* **About this task**: Look for the word "rear" in the entries and copy every line where it shows up.

* **Data for analysis**:
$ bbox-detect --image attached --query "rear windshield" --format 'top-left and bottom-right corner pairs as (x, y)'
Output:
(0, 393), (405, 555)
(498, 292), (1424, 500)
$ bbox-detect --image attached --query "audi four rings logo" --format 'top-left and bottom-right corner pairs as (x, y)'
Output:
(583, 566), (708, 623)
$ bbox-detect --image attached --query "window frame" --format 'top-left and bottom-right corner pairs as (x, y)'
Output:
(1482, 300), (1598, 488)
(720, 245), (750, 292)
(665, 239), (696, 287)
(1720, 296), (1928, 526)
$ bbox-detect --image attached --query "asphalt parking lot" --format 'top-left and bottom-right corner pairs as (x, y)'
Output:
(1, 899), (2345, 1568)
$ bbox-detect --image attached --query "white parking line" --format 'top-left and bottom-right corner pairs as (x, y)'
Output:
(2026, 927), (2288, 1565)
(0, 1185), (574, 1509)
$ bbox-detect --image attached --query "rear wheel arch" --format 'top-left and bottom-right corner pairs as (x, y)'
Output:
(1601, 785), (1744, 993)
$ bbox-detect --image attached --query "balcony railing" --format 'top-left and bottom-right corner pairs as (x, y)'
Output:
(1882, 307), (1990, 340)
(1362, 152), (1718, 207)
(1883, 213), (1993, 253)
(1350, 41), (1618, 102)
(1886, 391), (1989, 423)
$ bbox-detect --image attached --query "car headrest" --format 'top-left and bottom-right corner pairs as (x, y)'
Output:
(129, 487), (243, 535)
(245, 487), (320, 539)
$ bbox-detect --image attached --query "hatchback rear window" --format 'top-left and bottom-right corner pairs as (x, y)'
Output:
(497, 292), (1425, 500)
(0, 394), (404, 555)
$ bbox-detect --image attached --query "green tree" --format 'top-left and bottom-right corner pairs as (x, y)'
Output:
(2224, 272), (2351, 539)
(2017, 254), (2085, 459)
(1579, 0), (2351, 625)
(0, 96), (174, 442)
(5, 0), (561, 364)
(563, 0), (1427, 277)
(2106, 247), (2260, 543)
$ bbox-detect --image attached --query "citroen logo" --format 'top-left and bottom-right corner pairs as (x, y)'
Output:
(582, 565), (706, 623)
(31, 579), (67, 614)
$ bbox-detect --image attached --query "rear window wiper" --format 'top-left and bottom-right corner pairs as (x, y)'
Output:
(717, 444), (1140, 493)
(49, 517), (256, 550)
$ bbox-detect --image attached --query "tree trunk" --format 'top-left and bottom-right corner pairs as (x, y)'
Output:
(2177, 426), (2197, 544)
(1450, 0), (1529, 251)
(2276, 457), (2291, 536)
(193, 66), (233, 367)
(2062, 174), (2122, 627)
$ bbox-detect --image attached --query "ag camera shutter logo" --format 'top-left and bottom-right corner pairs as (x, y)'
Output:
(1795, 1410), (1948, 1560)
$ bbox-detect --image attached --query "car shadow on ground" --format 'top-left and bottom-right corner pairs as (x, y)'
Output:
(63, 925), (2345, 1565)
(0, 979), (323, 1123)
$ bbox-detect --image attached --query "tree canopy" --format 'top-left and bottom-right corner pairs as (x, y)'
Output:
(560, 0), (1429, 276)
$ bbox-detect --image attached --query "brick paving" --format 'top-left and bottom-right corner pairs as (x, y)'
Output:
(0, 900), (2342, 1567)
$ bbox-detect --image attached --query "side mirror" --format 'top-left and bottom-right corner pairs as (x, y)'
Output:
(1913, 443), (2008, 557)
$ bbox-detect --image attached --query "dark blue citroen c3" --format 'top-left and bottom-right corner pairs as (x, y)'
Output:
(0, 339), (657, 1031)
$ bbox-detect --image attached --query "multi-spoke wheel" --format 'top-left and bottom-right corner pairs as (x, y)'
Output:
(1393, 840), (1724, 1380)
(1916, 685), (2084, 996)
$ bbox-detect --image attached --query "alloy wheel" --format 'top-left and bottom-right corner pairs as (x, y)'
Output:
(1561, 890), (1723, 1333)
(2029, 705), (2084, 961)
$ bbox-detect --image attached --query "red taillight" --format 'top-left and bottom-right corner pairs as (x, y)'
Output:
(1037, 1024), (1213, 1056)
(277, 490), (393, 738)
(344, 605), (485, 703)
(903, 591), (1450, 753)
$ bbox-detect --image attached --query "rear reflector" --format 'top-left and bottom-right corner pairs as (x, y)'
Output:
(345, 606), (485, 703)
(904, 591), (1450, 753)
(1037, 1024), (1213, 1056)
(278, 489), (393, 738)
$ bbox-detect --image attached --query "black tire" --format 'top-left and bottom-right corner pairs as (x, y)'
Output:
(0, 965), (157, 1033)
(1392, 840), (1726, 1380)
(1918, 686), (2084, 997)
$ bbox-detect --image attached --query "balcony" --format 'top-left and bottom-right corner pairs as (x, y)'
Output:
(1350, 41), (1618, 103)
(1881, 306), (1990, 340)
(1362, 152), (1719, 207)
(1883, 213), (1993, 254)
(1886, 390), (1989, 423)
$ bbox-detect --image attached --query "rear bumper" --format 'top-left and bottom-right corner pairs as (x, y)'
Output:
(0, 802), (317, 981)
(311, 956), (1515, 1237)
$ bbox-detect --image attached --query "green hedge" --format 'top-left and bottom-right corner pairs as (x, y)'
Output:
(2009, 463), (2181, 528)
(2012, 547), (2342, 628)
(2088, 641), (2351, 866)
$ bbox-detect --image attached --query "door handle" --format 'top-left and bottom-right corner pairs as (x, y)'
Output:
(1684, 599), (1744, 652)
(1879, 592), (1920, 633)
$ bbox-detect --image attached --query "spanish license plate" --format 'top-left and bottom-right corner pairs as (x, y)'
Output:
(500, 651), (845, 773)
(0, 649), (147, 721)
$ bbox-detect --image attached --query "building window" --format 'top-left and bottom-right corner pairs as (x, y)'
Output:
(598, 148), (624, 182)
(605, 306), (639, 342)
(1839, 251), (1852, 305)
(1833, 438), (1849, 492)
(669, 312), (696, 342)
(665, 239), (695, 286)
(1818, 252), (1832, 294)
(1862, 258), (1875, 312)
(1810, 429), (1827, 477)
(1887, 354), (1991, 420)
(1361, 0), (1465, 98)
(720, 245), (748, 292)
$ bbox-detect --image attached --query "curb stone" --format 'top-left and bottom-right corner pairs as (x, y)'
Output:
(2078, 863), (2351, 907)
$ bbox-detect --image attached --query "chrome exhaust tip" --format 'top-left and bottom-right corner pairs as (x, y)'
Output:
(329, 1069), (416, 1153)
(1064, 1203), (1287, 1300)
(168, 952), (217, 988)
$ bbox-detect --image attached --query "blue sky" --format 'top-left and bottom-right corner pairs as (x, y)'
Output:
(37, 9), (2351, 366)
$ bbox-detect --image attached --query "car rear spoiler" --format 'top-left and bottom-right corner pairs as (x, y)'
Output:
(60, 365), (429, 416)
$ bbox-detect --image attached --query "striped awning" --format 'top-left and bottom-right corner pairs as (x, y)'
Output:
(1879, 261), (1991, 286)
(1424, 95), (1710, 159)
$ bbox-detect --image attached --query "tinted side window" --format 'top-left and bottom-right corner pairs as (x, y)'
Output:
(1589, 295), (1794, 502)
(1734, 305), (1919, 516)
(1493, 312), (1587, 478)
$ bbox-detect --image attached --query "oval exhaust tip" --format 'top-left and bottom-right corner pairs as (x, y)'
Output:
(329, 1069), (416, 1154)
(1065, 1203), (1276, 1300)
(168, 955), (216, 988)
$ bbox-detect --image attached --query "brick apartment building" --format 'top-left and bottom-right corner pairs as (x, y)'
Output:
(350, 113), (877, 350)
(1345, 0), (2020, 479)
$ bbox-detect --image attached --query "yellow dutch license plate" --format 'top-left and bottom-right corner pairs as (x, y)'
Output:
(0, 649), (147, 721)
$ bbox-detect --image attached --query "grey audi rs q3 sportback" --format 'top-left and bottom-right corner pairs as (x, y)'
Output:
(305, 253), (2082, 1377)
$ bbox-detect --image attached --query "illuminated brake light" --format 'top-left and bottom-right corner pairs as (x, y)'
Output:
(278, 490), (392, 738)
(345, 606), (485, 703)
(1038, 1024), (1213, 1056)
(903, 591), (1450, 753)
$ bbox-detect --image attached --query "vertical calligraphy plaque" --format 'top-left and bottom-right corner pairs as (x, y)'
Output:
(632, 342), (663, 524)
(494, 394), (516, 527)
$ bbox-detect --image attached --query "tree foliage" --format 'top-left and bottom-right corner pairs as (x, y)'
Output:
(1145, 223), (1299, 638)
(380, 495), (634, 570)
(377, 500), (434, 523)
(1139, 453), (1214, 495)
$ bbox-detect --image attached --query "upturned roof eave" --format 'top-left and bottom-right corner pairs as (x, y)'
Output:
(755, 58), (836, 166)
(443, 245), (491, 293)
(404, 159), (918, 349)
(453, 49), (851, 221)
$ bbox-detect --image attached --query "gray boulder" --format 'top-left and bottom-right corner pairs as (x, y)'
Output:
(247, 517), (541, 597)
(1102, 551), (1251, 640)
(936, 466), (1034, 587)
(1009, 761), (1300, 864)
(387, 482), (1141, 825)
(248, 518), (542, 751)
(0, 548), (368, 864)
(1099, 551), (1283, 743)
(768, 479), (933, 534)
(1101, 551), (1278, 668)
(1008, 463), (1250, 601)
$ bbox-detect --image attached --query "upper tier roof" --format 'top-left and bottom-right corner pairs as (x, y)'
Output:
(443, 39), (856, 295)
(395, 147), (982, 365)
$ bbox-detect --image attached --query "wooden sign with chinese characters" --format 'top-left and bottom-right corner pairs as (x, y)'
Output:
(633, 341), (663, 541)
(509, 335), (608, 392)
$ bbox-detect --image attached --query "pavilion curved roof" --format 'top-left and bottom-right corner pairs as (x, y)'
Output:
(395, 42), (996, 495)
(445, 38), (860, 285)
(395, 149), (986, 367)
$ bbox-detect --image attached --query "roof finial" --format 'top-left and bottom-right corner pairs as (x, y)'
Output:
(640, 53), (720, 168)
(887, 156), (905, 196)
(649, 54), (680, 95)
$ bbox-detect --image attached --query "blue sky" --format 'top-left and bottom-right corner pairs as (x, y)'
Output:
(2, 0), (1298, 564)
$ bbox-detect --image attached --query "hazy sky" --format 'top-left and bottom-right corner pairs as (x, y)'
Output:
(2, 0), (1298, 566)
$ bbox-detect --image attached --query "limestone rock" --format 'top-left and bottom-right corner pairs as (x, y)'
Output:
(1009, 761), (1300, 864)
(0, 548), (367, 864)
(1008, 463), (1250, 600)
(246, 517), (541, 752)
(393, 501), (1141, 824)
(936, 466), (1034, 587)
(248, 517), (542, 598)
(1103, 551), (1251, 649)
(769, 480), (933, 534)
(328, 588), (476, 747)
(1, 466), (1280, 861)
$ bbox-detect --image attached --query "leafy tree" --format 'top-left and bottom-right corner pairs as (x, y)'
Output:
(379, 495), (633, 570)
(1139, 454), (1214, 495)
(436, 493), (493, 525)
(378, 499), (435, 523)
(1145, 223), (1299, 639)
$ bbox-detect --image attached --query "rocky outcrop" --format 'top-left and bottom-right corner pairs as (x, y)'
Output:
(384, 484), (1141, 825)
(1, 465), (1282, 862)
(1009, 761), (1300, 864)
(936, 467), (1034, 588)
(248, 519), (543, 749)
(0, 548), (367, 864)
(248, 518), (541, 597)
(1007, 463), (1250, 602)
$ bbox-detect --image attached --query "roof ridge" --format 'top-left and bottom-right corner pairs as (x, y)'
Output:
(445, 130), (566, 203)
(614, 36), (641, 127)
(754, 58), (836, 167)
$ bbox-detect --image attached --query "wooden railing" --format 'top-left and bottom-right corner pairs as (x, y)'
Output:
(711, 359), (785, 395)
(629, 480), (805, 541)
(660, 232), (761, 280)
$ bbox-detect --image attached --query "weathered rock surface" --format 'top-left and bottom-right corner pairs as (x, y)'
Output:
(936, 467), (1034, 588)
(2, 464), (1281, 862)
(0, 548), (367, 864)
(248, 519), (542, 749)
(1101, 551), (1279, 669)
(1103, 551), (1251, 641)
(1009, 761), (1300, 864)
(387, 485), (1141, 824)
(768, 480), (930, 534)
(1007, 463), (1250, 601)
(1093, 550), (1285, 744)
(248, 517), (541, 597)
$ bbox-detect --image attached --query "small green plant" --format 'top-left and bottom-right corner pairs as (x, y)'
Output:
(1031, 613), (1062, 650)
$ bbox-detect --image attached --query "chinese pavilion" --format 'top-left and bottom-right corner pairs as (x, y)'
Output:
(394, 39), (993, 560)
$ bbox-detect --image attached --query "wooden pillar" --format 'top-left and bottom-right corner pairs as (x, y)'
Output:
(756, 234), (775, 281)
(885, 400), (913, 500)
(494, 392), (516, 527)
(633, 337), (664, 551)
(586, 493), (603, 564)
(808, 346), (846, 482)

* **Task answer**:
$ bbox-detect --image attached --query "rear windshield" --format 'top-left and bottom-right corner pairs as (x, y)'
$ bbox-detect --image attached --query "rear wheel arch" --format 'top-left and bottom-right corner pairs as (x, y)'
$ bbox-detect --image attached --query "hatchback rear window" --format 'top-left and bottom-right corner pairs as (x, y)'
$ bbox-detect --image attached --query "rear window wiper" --format 'top-left and bottom-right corner pairs as (x, y)'
$ bbox-detect --image attached --query "rear reflector" --format 'top-left and bottom-right corner pairs as (x, y)'
$ bbox-detect --image attached --query "rear bumper" --format 'top-left and bottom-right corner pairs as (x, y)'
$ bbox-detect --image attached --query "car rear spoiler" --format 'top-left and bottom-right corner pairs as (x, y)'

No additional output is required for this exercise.